▶ _TASK DETAILS_
Write out the complete data exactly as written.

"""

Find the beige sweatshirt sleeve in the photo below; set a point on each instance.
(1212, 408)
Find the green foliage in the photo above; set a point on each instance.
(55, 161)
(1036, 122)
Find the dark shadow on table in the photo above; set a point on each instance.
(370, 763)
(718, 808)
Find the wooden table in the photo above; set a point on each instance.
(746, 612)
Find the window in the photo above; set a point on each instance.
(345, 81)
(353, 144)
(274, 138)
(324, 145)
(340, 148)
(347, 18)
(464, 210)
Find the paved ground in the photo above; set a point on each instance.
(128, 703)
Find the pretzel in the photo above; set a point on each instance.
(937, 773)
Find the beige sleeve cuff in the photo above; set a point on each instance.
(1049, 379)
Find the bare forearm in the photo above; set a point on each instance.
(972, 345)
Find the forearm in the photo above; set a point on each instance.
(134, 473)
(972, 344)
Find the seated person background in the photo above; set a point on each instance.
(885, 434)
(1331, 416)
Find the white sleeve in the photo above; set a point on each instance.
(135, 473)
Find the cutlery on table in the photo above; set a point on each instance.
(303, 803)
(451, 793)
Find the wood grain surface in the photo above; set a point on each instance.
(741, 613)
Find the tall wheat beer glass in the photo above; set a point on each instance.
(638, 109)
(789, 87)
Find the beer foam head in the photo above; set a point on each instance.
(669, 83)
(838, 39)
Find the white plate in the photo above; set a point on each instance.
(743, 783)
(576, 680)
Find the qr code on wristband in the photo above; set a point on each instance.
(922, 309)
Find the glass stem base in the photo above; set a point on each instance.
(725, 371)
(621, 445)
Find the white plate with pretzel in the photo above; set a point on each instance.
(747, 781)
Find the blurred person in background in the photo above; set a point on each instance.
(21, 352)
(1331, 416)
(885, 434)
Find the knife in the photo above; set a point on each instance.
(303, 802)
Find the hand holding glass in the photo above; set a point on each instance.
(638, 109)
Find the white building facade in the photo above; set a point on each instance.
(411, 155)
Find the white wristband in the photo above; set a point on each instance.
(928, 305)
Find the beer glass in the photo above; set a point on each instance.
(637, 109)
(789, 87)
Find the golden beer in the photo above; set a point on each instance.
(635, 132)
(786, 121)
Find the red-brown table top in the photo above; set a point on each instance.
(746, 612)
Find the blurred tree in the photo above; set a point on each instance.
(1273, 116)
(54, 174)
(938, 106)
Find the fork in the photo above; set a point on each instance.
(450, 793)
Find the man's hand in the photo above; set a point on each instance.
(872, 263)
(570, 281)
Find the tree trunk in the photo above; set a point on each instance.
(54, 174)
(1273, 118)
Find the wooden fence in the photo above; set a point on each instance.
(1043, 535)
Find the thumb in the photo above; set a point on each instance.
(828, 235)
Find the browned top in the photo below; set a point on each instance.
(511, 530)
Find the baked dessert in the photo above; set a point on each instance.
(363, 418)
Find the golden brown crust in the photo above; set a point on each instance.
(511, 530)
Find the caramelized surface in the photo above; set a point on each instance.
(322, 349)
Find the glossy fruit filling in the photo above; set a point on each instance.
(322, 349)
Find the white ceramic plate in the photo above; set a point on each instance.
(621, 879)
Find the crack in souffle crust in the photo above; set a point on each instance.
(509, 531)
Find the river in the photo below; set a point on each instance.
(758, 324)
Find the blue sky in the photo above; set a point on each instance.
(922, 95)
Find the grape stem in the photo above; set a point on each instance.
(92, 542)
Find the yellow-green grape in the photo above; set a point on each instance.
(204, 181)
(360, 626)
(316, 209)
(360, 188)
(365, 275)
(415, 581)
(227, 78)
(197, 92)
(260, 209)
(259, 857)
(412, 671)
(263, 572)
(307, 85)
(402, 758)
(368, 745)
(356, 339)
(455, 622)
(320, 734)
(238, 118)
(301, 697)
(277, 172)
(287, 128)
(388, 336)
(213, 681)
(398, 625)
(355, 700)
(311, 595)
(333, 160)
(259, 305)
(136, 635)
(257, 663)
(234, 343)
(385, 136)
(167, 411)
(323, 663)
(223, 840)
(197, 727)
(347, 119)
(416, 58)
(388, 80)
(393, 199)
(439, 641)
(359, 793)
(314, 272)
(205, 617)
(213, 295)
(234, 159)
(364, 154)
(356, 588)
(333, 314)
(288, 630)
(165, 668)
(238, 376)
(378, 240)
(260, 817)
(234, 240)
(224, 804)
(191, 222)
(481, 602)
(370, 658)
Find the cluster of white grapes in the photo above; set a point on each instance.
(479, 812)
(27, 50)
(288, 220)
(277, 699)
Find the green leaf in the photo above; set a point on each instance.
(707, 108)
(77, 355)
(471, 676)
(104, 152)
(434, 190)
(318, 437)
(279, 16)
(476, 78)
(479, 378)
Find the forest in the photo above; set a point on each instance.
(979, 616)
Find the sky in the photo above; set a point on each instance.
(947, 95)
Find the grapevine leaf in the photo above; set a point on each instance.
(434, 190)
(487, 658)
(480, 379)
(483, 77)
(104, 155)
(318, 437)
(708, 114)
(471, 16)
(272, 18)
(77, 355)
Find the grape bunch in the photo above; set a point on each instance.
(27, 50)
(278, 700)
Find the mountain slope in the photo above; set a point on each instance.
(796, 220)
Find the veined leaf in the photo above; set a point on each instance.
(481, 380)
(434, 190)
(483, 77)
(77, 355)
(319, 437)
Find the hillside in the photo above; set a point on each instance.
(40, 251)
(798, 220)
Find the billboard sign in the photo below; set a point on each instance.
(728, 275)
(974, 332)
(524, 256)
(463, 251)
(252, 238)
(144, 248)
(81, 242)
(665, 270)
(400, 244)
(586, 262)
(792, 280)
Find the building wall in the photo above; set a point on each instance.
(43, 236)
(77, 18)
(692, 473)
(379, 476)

"""

▶ _SOLUTION_
Find the beige sweatshirt sleeve in the photo below; set a point on each instance.
(1212, 408)
Find the green foliage in the photo above; set a point on each instance.
(55, 161)
(1036, 122)
Find the dark shadow on table in the photo above; set a point on each instance.
(370, 763)
(718, 808)
Find the wooden table in the photo above; set a point on each instance.
(746, 612)
Find the window in the photo above; set a point on each instance.
(345, 81)
(353, 144)
(274, 138)
(324, 145)
(340, 148)
(347, 18)
(464, 210)
Find the paved ground in the photo above; set a point on each instance.
(128, 703)
Find the pretzel in the photo above; set a point on each instance.
(937, 773)
Find the beige sleeve cuff in the photo above; set a point on each instance.
(1049, 379)
Find the bare forearm in the photo above; set a point on each instance.
(972, 345)
Find the forearm in the photo above; set a point on each instance.
(134, 473)
(972, 344)
Find the seated person background in the photo above; set a point on each instance.
(885, 434)
(1331, 416)
Find the white sleeve in the photo above; set a point on each instance.
(135, 473)
Find the cutlery on table in the photo above; set a point on each instance.
(303, 803)
(451, 793)
Find the wood grain surface in the photo above; set a point on each instance.
(741, 613)
Find the tall wheat beer glass in the photo above; set a point on each instance.
(638, 109)
(789, 87)
Find the beer foam head in the photo above; set a point on each instance.
(669, 83)
(838, 39)
Find the white plate in the photo above; set a point on each instance.
(743, 783)
(576, 680)
Find the qr code on wristband in the photo above; set a point on each instance.
(922, 309)
Find the glass stem base in the photo above; set a point on each instance.
(725, 371)
(621, 445)
Find the white plate with pretzel in the photo above; set a point on each instance.
(747, 781)
Find the blurred person in background in the photo above; set a point on each instance.
(21, 352)
(1331, 416)
(885, 434)
Find the knife in the photo above; set a point on each instance.
(303, 802)
Find the hand holding glass in the photo above; set a point on each instance.
(638, 109)
Find the white building facade in the photo above; set a point on each instance.
(411, 155)
Find the white wristband in the photo above; set a point on each instance.
(928, 305)
Find the beer glass in the photo above; set a point on each instance.
(637, 109)
(789, 87)
Find the golden beer in the photo above; set a point on each instance.
(635, 132)
(786, 121)
Find the red-brown table top in the photo above; set a point on each instance.
(746, 612)
Find the blurred tree in the photo above; set a point on each instance.
(1273, 116)
(54, 174)
(938, 106)
Find the fork in the photo above; set a point on each instance.
(450, 793)
Find the man's hand in the photo above; set a point on each instance.
(872, 263)
(570, 281)
Find the tree trunk in the photo above; set a point on each instance.
(54, 174)
(1273, 118)
Find the wooden fence in the photo above; set a point on each instance.
(1043, 535)
Find the thumb in the photo above; set a point on each instance.
(828, 235)
Find the browned top in the photo below; set a point on each instance.
(511, 530)
Find the baked dessert in the photo above; set a point on each instance.
(363, 418)
Find the golden brown crust in the photo above; set a point on each instance.
(511, 530)
Find the caramelized surface in the photo above; set a point on each instance.
(322, 349)
Find the glossy fruit filling in the photo above; set a point on each instance.
(322, 349)
Find the white ceramic plate in the photo above; set a point on each instance.
(621, 879)
Find the crack in souffle crust in the photo above; set a point on each instance.
(509, 531)
Find the river in the photo below; set a point on each instance.
(758, 324)
Find the blue sky in the photo above; set a point on each instance.
(922, 95)
Find the grape stem in the photo above; set a point on each instance.
(92, 542)
Find the yellow-green grape in the photo above; set a point on each instance.
(204, 181)
(360, 626)
(316, 209)
(360, 188)
(365, 275)
(415, 581)
(227, 78)
(197, 92)
(260, 209)
(259, 857)
(412, 671)
(263, 572)
(307, 85)
(402, 758)
(368, 745)
(356, 339)
(455, 622)
(320, 734)
(238, 118)
(301, 697)
(277, 172)
(287, 128)
(388, 336)
(213, 681)
(398, 625)
(355, 700)
(311, 595)
(333, 160)
(259, 305)
(136, 635)
(257, 663)
(234, 343)
(385, 136)
(167, 411)
(323, 663)
(223, 840)
(197, 727)
(347, 119)
(416, 58)
(388, 80)
(393, 199)
(439, 641)
(359, 793)
(314, 272)
(205, 617)
(213, 295)
(234, 159)
(364, 154)
(356, 588)
(333, 314)
(288, 630)
(165, 668)
(238, 376)
(378, 240)
(260, 817)
(234, 240)
(224, 804)
(191, 222)
(481, 602)
(370, 658)
Find the cluster of white grapes in the photo above; set a point on each instance.
(479, 812)
(27, 50)
(288, 220)
(277, 699)
Find the green leaf in the photo above; set a point on each instance.
(707, 108)
(77, 355)
(471, 676)
(104, 152)
(434, 190)
(318, 437)
(279, 16)
(476, 78)
(479, 378)
Find the forest in the photo above; set a point on each instance.
(979, 616)
Find the sky in the photo above; set a point on each instance.
(947, 95)
Find the grapevine leaf in the photo above; set a point on each instance.
(434, 190)
(487, 658)
(480, 379)
(483, 77)
(104, 155)
(318, 437)
(708, 114)
(471, 16)
(272, 18)
(77, 355)
Find the grape bunch in the photo above; set a point on each instance.
(27, 50)
(278, 700)
Find the mountain slope in the photo above; set a point on each instance.
(796, 220)
Find the veined leaf in the photo above; set a point on each instance.
(481, 380)
(434, 190)
(483, 77)
(77, 355)
(319, 437)
Find the hillside in the photo above; set a point on each instance.
(40, 251)
(798, 220)
Find the billboard sign in the photo below; set a point on each instance.
(728, 275)
(974, 332)
(524, 256)
(463, 251)
(252, 238)
(144, 248)
(81, 242)
(665, 270)
(400, 244)
(586, 262)
(792, 280)
Find the building wall in the photo above; set a point on each instance.
(43, 236)
(77, 18)
(692, 473)
(379, 476)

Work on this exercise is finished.